• [Directions for this task]: Print each of the entries exactly, leaving nothing out.

━━━━━━━━━━━━━━━━

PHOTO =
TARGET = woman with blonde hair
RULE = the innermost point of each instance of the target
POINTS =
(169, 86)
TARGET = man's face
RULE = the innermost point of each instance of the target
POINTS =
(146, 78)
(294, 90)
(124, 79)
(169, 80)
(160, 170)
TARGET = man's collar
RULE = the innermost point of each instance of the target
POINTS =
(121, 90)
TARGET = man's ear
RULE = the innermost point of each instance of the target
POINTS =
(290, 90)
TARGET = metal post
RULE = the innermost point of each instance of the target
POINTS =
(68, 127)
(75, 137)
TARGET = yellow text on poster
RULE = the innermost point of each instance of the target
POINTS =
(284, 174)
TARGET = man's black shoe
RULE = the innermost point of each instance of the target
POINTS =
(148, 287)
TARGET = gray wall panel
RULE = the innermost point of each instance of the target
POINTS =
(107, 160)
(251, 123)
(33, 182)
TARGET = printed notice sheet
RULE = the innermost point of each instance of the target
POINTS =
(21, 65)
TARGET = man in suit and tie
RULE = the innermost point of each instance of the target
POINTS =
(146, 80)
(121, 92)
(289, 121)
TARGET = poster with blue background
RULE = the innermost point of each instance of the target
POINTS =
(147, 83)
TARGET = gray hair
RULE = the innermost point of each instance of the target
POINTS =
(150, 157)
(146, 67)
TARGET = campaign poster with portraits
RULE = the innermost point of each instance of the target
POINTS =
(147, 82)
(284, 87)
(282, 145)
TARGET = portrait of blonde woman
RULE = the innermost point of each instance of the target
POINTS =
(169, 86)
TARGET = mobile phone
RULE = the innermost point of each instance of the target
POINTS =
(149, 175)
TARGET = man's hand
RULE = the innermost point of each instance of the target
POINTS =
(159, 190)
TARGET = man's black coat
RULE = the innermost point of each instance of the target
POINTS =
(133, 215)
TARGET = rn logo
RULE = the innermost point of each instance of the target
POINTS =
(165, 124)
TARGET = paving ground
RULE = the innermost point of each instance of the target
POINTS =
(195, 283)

━━━━━━━━━━━━━━━━

• [Solution for this task]:
PHOTO =
TARGET = woman with blonde hair
RULE = the innermost point of each instance of the target
POINTS =
(169, 86)
TARGET = man's face
RULE = the innermost point of each instance of the target
POINTS =
(146, 78)
(294, 90)
(124, 79)
(169, 80)
(160, 170)
TARGET = man's collar
RULE = the innermost point of each instance of the target
POINTS =
(121, 90)
TARGET = man's ear
RULE = the innermost point of each instance of the target
POINTS =
(290, 90)
TARGET = metal post
RULE = the innermost point of each instance of the target
POINTS =
(68, 127)
(75, 137)
TARGET = yellow text on poster
RULE = the innermost point of each instance of the target
POINTS =
(284, 174)
TARGET = man's black shoe
RULE = the innermost point of each instance of the target
POINTS =
(148, 287)
TARGET = gray wall panel
RULE = the innermost point of each instance of the target
POINTS =
(107, 160)
(251, 123)
(33, 182)
TARGET = printed notice sheet
RULE = the innermost point of each instance of the target
POINTS =
(21, 65)
TARGET = man in suit and tie
RULE = the innermost point of each instance of the target
POINTS =
(146, 80)
(121, 92)
(289, 121)
TARGET = poster with blue background
RULE = the innermost point of each instance of the target
POINTS =
(147, 83)
TARGET = gray hair
RULE = the innermost point of each instance of the target
POINTS =
(150, 157)
(146, 67)
TARGET = campaign poster with portraits
RULE = the innermost point of each instance of the target
POINTS =
(147, 82)
(284, 87)
(282, 145)
TARGET = portrait of blonde woman
RULE = the innermost point of each instance of the target
POINTS =
(169, 86)
TARGET = mobile phone
RULE = the innermost point of each instance of the target
POINTS =
(149, 175)
TARGET = man's hand
RULE = the innermost point of each instance of the target
POINTS =
(159, 190)
TARGET = man's black coat
RULE = the innermost point of each instance of the target
POINTS =
(133, 215)
TARGET = rn logo
RULE = the innermost point of each instance of the target
POINTS =
(165, 124)
TARGET = paving ground
RULE = the innermost point of each instance of the target
POINTS =
(195, 283)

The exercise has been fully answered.